:: TASK DETAILS ::
Report each line of the entries below that contains the word "copper".

:: TASK DATA ::
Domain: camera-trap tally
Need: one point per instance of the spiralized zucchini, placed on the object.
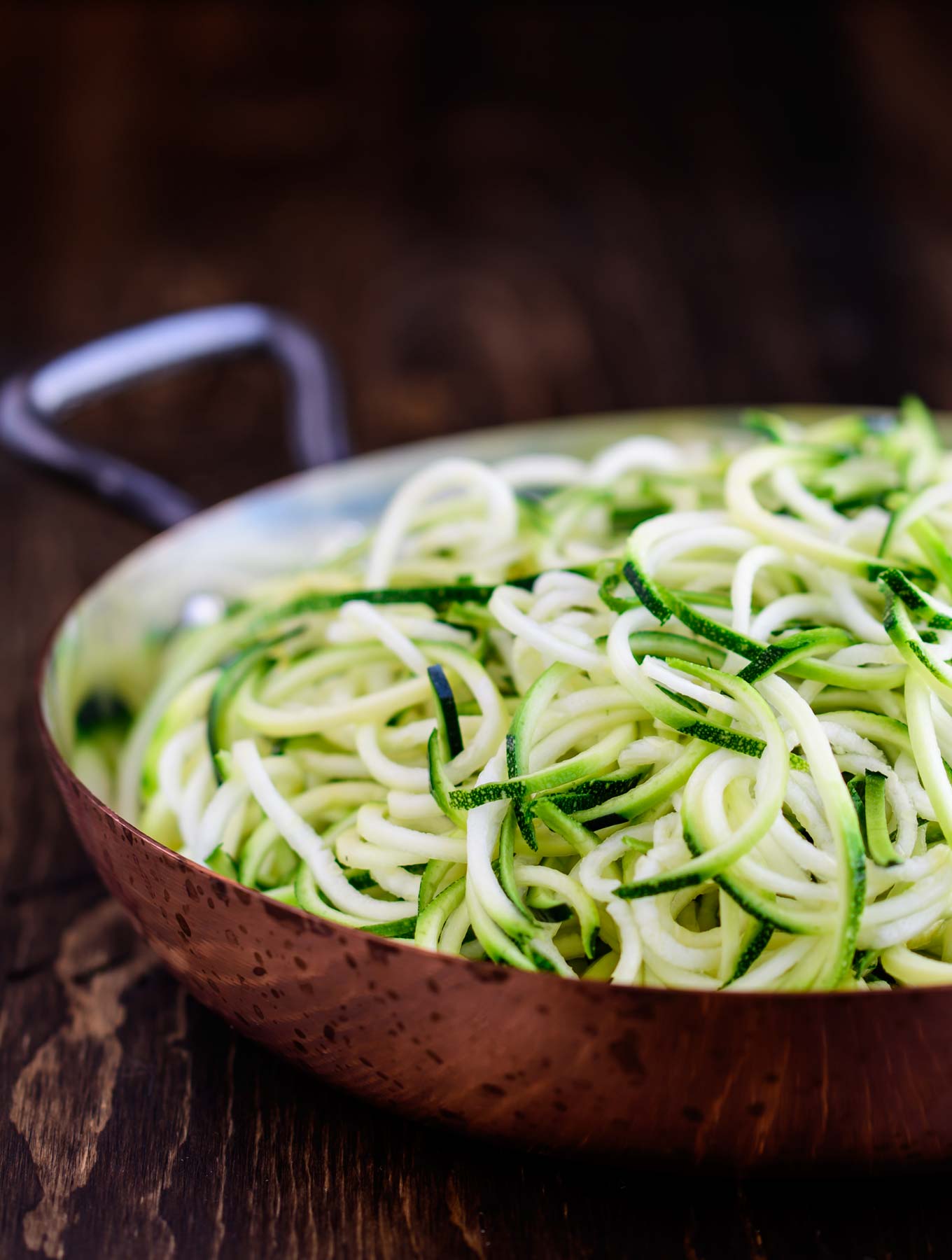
(678, 718)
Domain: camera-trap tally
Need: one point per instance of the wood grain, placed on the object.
(495, 214)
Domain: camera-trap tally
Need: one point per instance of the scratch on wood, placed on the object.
(219, 1225)
(457, 1215)
(62, 1127)
(151, 1200)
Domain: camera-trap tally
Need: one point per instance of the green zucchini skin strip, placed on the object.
(433, 875)
(447, 718)
(756, 943)
(432, 920)
(878, 844)
(233, 676)
(701, 869)
(909, 643)
(520, 734)
(507, 866)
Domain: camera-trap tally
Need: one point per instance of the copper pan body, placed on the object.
(727, 1082)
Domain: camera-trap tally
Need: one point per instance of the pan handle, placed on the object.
(31, 403)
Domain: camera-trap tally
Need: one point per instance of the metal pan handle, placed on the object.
(31, 403)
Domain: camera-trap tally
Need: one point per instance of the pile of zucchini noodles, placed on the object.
(679, 716)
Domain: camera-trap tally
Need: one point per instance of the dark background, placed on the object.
(494, 214)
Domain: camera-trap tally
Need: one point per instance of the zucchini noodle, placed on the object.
(680, 716)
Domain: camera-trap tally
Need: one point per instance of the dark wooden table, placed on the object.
(494, 214)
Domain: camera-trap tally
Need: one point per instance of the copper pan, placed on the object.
(696, 1079)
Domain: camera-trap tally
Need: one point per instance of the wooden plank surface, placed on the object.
(495, 214)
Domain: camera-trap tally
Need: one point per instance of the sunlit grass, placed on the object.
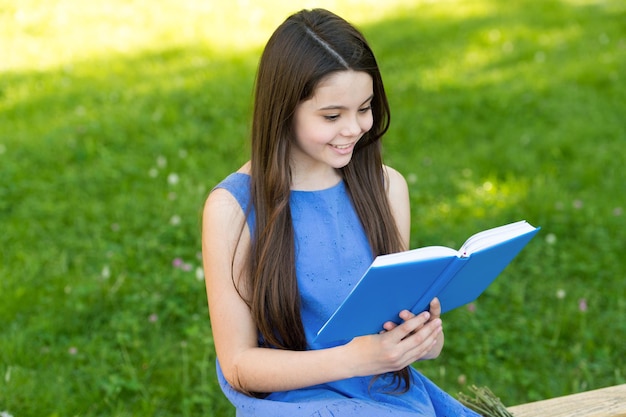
(117, 118)
(40, 35)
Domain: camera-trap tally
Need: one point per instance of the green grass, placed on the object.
(116, 121)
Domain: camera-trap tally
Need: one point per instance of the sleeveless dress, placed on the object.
(332, 252)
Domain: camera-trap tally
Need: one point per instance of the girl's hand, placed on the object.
(418, 337)
(435, 313)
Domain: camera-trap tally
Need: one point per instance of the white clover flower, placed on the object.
(106, 272)
(172, 179)
(161, 161)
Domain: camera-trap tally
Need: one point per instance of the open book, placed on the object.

:: SOLUTION FOR THIS TASK ::
Need: one point per instance of the copper pan body, placed on the object.
Need: one point per instance of the copper pan, placed on the object.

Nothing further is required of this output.